Rewrite the stretch of the listing from the line containing "Within the screenshot above, the bare" through the line containing "[233,468,400,478]", swapping "yellow safety vest" for "orange safety vest" and keeping everything else the same.

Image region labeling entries
· · · · ·

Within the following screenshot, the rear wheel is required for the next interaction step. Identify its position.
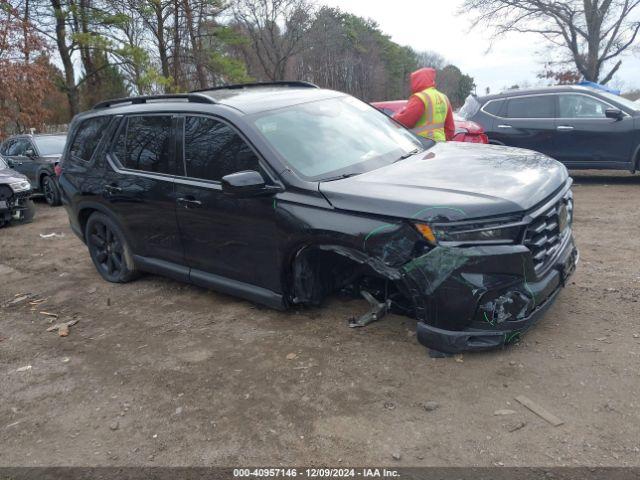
[85,212,138,283]
[40,175,60,207]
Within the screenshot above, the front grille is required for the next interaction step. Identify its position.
[14,190,31,200]
[524,190,573,274]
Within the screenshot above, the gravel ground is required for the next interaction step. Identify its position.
[0,172,640,466]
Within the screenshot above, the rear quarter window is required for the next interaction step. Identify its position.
[482,100,504,117]
[69,117,111,162]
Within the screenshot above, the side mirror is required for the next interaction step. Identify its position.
[222,170,272,197]
[604,108,624,120]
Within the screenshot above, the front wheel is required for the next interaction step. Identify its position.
[85,212,138,283]
[41,175,61,207]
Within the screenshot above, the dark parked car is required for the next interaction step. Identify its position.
[460,86,640,172]
[0,134,67,206]
[60,82,577,352]
[0,156,35,228]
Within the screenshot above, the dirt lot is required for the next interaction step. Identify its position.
[0,172,640,466]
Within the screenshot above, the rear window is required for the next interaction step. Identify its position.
[33,135,67,157]
[506,95,554,118]
[69,117,111,162]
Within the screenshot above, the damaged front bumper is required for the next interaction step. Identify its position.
[401,231,578,353]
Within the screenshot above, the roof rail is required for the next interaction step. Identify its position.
[191,80,320,93]
[93,92,216,110]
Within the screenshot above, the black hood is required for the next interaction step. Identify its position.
[319,142,569,221]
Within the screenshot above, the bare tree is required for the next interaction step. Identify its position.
[462,0,640,84]
[416,50,447,70]
[234,0,311,80]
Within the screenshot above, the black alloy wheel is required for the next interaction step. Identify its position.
[42,175,60,207]
[85,213,136,283]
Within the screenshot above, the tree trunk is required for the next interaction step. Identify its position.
[183,0,207,89]
[51,0,80,115]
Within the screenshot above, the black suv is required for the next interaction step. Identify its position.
[0,134,67,206]
[60,82,577,352]
[459,85,640,173]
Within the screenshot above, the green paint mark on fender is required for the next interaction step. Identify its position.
[362,223,395,248]
[411,207,467,219]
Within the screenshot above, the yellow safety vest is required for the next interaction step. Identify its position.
[413,87,449,142]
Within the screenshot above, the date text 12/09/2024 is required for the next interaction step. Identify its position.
[233,468,400,478]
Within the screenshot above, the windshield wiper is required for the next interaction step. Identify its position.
[320,173,360,182]
[393,148,424,163]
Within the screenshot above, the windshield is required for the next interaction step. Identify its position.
[457,95,480,120]
[254,97,424,181]
[597,90,640,111]
[33,135,67,157]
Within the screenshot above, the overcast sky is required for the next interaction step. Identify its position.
[318,0,640,93]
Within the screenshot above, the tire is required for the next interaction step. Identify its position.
[40,175,62,207]
[85,212,139,283]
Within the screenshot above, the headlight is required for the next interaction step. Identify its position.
[416,222,522,245]
[9,180,31,193]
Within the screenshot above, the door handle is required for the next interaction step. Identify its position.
[103,185,122,195]
[176,197,202,208]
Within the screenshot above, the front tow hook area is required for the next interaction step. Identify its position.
[349,290,391,328]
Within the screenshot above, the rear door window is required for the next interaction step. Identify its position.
[505,95,555,118]
[69,117,111,162]
[7,138,33,157]
[112,115,176,175]
[0,139,15,155]
[184,116,260,182]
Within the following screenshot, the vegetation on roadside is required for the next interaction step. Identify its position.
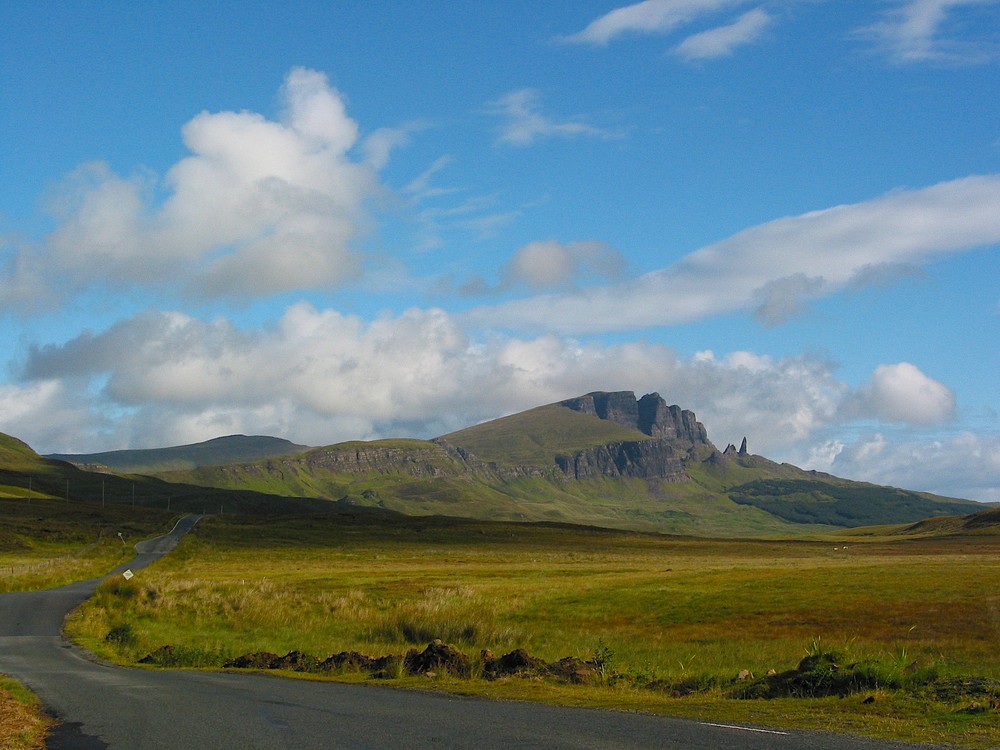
[0,497,176,592]
[69,514,1000,747]
[0,675,53,750]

· · · · ·

== RESPONSE BELOW ==
Within the screenshot above, the bare tree is required for the next interaction step. Identify its position.
[462,0,640,84]
[416,50,447,70]
[234,0,311,80]
Within the screenshot above, the black alloy wheel is required for the next interaction step. Identify its position.
[42,175,60,207]
[85,213,136,283]
Within the screenshot above, the tree trunk is required for the next interaction step. Identify its position.
[183,0,207,89]
[51,0,80,115]
Within the screenshot above, the black suv is required for the next interaction step. Identify its position.
[0,134,67,206]
[60,82,577,352]
[459,85,640,173]
Within the screenshot above, the green paint mark on fender is required for the next interaction step. Identify its position.
[362,223,395,248]
[411,207,467,219]
Within the screenshot above, the orange safety vest is required for the next interaction step. Identify its position.
[413,87,449,142]
Within the screenshot above, the date text 12/09/2024 is required for the next interaction step. Identify its position.
[233,468,400,478]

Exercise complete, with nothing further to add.